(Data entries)
↓

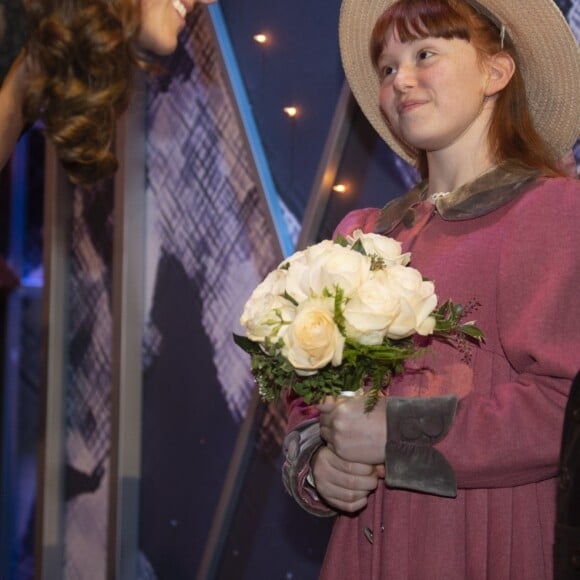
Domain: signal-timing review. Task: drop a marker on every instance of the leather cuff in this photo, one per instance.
(414, 425)
(300, 445)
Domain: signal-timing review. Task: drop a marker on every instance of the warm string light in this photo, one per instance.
(291, 111)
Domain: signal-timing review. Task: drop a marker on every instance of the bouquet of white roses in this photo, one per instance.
(340, 315)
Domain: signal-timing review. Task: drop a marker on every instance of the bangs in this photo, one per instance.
(415, 19)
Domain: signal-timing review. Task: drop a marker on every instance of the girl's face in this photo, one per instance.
(162, 21)
(432, 90)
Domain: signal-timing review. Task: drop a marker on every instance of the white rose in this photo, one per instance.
(371, 310)
(382, 246)
(298, 270)
(337, 266)
(313, 339)
(267, 318)
(417, 301)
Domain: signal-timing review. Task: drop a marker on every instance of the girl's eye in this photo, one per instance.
(387, 71)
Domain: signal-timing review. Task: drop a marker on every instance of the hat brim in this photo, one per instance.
(547, 51)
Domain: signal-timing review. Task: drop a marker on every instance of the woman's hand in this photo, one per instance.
(352, 433)
(343, 485)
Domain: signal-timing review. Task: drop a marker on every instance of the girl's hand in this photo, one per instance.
(352, 433)
(343, 485)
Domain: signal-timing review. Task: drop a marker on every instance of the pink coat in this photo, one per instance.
(521, 262)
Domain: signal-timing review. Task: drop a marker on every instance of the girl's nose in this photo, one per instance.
(405, 78)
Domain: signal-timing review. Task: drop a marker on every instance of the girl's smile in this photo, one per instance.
(432, 90)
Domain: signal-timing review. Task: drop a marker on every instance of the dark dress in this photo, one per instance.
(567, 549)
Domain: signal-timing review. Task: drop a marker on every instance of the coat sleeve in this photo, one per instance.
(512, 435)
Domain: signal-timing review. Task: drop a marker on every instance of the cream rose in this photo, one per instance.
(337, 266)
(382, 246)
(370, 311)
(417, 300)
(313, 340)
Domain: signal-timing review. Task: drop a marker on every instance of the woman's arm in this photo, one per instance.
(11, 98)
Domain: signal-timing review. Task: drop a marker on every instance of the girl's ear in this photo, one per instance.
(501, 67)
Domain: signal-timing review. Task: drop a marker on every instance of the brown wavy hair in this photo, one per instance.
(512, 136)
(84, 55)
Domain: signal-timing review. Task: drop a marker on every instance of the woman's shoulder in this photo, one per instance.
(363, 219)
(556, 185)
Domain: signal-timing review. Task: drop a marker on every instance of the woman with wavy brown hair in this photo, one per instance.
(75, 74)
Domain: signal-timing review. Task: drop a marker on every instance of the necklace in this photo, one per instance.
(434, 197)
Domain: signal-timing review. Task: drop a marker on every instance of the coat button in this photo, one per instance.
(369, 535)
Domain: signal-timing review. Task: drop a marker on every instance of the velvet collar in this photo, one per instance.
(481, 196)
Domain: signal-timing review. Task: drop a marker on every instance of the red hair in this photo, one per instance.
(512, 136)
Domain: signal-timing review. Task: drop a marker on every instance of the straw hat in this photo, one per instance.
(547, 51)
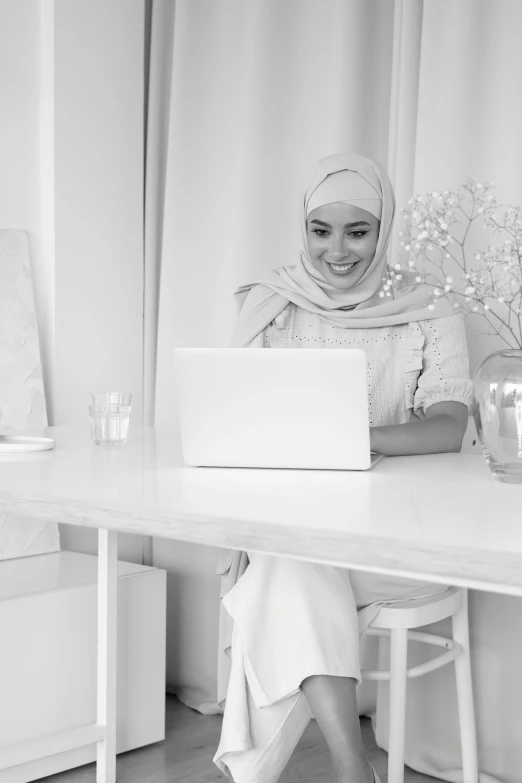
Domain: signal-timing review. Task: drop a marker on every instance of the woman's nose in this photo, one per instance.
(337, 248)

↑

## TASK DIRECTIONS
Recast all of the material above as a numbered list, without blank lines and without the pictures.

## SOLUTION FOR THIS EXERCISE
1. Domain: signal-timing review. Task: drop a marker on every instance of the leather cuff in this photo, one per instance.
2. (414, 425)
3. (300, 445)
4. Domain: signal-timing review. Task: drop a marker on every instance of the warm string light in this photo, one per instance.
5. (291, 111)
6. Domain: signal-timing review. Task: drop a marker on every instance of the bouquet of white roses in this photo, one per instance.
7. (340, 315)
8. Domain: signal-timing review. Task: drop a marker on every instance of the bangs in this photo, one per instance.
9. (415, 19)
10. Domain: signal-timing review. Task: drop a marker on every instance of the girl's face in this photo, one per instance.
11. (162, 21)
12. (432, 90)
13. Domain: signal-timing review. Task: drop a marker on every instance of the white rose in this photo, one per instance.
14. (371, 310)
15. (382, 246)
16. (298, 270)
17. (337, 266)
18. (313, 339)
19. (267, 318)
20. (417, 301)
21. Domain: signal-timing review. Task: drop a marker on every instance of the girl's eye in this photo, one per instance.
22. (387, 71)
23. Domain: signal-timing review. Task: drop a marker on every instance of the hat brim in this photo, one per instance.
24. (547, 51)
25. Domain: signal-timing review. Task: drop a marker on every instance of the woman's hand in this photo, one per instance.
26. (352, 433)
27. (343, 485)
28. Domain: signal-timing review. Task: drop a marker on every instance of the girl's hand in this photo, one per instance.
29. (352, 433)
30. (343, 485)
31. Domain: signal-timing review. Task: drop a marker on every instance of the pink coat in this photo, one per instance.
32. (521, 262)
33. Domain: signal-timing review. Task: drop a marker on every instance of the girl's nose in this photo, one per instance.
34. (405, 78)
35. Domain: signal-timing review. Task: drop a marker on every instance of the girl's smile in this photo, one per instance.
36. (432, 90)
37. Domain: signal-timing review. Task: drop a marker on every instance of the dark dress in this photo, one per instance.
38. (567, 549)
39. Domain: signal-timing review. Task: drop a marker on every instance of the coat sleeve in this photo, one per instance.
40. (512, 435)
41. Domain: signal-timing review. Task: drop a marker on every instance of the cream rose in this photo, one per instance.
42. (337, 266)
43. (382, 246)
44. (370, 311)
45. (417, 300)
46. (313, 340)
47. Domain: signal-timing review. Task: drop a marker on every instance of the woman's arm in this photo, one per instance.
48. (11, 98)
49. Domain: signal-timing review. Task: drop a marker on every instance of the girl's ear in this photo, one per instance.
50. (501, 67)
51. Domain: signal-timing review. Task: drop a marker on every instance of the brown wavy hair in this photo, one per instance.
52. (512, 136)
53. (84, 55)
54. Domain: signal-timing review. Task: drop a marker on every instance of the woman's shoulder in this photo, one per instance.
55. (363, 219)
56. (556, 185)
57. Domain: signal-timing review. Task: drop a marker on every instance of the woman with wavy brown hair in this photo, one per instance.
58. (75, 74)
59. Domain: signal-timing review. Task: drop a marker on every instance of the necklace in this photo, one per instance.
60. (434, 197)
61. Domain: signal-timing review. Task: drop a marker on every instance of the coat button in this photo, one per instance.
62. (369, 535)
63. Domain: signal-timing review. Task: drop a marker on every instance of the velvet collar in this photo, one per instance.
64. (481, 196)
65. Domain: signal-timing review. Task: drop a marker on every instance of the red hair in this photo, one per instance.
66. (512, 136)
67. Domain: signal-timing review. Task: drop a marker on every instance of the straw hat in this photo, one per instance.
68. (547, 51)
69. Domain: signal-timing review. Task: drop a marker on every instance of the woman's nose in this photo, one per instance.
70. (337, 248)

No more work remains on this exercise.